Data records:
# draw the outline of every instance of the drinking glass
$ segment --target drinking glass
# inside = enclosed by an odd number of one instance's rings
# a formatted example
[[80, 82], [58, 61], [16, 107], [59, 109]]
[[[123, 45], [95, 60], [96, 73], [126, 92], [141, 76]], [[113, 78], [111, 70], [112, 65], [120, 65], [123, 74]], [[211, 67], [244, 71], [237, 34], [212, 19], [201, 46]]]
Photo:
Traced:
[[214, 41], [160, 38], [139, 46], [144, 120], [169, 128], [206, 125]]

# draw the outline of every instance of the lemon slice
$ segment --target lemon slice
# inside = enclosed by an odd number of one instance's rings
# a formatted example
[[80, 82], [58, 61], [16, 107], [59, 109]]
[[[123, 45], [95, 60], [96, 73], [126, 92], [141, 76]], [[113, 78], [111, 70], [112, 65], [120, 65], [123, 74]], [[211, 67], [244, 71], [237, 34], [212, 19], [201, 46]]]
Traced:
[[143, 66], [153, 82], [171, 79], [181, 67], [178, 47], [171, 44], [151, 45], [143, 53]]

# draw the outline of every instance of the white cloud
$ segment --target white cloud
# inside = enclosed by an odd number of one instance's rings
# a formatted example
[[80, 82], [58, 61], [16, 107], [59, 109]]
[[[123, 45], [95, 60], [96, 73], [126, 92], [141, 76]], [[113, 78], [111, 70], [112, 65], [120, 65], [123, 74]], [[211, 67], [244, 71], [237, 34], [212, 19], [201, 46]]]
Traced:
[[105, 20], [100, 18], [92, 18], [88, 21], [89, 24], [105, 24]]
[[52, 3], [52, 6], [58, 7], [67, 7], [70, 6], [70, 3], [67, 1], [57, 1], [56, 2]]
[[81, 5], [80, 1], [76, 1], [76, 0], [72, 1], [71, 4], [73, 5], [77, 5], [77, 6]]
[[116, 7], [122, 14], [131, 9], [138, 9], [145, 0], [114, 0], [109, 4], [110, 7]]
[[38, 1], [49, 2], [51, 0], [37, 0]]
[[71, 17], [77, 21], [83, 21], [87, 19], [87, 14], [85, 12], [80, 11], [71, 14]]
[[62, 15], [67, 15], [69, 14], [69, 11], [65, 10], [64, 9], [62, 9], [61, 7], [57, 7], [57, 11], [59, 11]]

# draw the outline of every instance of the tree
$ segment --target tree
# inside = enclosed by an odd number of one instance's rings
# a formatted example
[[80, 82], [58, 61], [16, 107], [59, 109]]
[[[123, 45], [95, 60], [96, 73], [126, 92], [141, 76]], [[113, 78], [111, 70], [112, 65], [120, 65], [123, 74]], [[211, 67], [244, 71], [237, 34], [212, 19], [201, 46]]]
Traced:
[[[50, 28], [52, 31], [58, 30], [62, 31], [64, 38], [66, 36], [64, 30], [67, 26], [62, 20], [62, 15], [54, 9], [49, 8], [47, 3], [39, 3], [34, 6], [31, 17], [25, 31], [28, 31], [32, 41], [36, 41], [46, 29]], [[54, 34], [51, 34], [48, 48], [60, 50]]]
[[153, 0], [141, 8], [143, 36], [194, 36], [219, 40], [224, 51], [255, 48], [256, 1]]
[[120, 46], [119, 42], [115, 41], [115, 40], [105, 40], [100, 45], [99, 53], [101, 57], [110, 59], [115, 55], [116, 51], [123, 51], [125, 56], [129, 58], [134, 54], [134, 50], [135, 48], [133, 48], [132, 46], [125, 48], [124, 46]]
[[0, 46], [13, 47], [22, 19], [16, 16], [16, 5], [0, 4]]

Work to do: Copy out all of the lines above, keeping every character the same.

Output of the task:
# draw the outline of every instance of the drinking glass
$ segment --target drinking glass
# inside = enclosed by an odd number of one instance's rings
# a formatted example
[[80, 82], [58, 61], [16, 107], [59, 109]]
[[[123, 45], [95, 60], [96, 73], [126, 92], [141, 76]], [[113, 78], [111, 70], [112, 65], [120, 65], [123, 74]], [[211, 67], [244, 71], [237, 34], [212, 19], [201, 46]]]
Photo:
Traced:
[[214, 41], [160, 38], [139, 46], [144, 120], [169, 128], [206, 125]]

# draw the outline of every instance of the lemon slice
$ segment --target lemon slice
# inside = enclosed by an odd number of one instance's rings
# a formatted example
[[80, 82], [58, 61], [16, 107], [59, 109]]
[[[123, 45], [95, 60], [96, 73], [126, 92], [141, 76]], [[113, 78], [111, 70], [112, 65], [120, 65], [123, 74]], [[211, 67], [244, 71], [237, 34], [212, 19], [201, 46]]]
Traced:
[[143, 66], [153, 82], [171, 79], [181, 67], [178, 47], [171, 44], [151, 45], [143, 53]]

# draw the outline of every instance of the white cloud
$ segment --target white cloud
# inside = enclosed by an odd number of one instance's rings
# a formatted example
[[80, 82], [58, 61], [16, 107], [59, 109]]
[[[123, 45], [95, 60], [96, 73], [126, 92], [141, 76]], [[113, 78], [111, 70], [112, 65], [120, 65], [123, 74]], [[211, 67], [244, 71], [237, 34], [212, 19], [201, 46]]]
Traced:
[[105, 20], [100, 18], [92, 18], [88, 21], [89, 24], [105, 24]]
[[52, 3], [52, 6], [58, 7], [67, 7], [70, 6], [70, 3], [67, 1], [57, 1], [56, 2]]
[[81, 5], [80, 1], [76, 1], [76, 0], [72, 1], [71, 4], [73, 5], [77, 5], [77, 6]]
[[116, 7], [122, 14], [131, 9], [138, 9], [145, 0], [114, 0], [109, 4], [110, 7]]
[[38, 1], [49, 2], [51, 0], [37, 0]]
[[71, 17], [77, 21], [83, 21], [87, 19], [87, 14], [85, 12], [80, 11], [71, 14]]
[[62, 15], [67, 15], [69, 14], [69, 11], [65, 10], [64, 9], [62, 9], [61, 7], [57, 7], [57, 11], [59, 11]]

# draw the outline of every instance of the tree
$ segment --target tree
# inside = enclosed by an odd number of one instance's rings
# a formatted example
[[80, 82], [58, 61], [16, 107], [59, 109]]
[[[123, 45], [95, 60], [96, 73], [126, 92], [141, 76]], [[113, 78], [111, 70], [112, 65], [120, 65], [123, 74]], [[211, 67], [244, 71], [237, 34], [212, 19], [201, 46]]]
Traced:
[[[50, 28], [52, 31], [58, 30], [62, 31], [64, 38], [66, 36], [64, 30], [67, 26], [62, 20], [62, 15], [54, 9], [49, 8], [47, 3], [39, 3], [34, 6], [31, 17], [25, 31], [28, 31], [32, 41], [36, 41], [46, 29]], [[54, 34], [51, 34], [48, 48], [60, 50]]]
[[153, 0], [141, 8], [143, 36], [194, 36], [219, 40], [224, 51], [255, 48], [256, 1]]
[[120, 46], [119, 42], [115, 41], [115, 40], [105, 40], [100, 45], [99, 53], [101, 57], [110, 59], [115, 55], [116, 51], [123, 51], [125, 56], [129, 58], [134, 54], [134, 50], [135, 48], [133, 48], [132, 46], [125, 48], [124, 46]]
[[0, 46], [13, 47], [22, 19], [16, 16], [16, 5], [0, 4]]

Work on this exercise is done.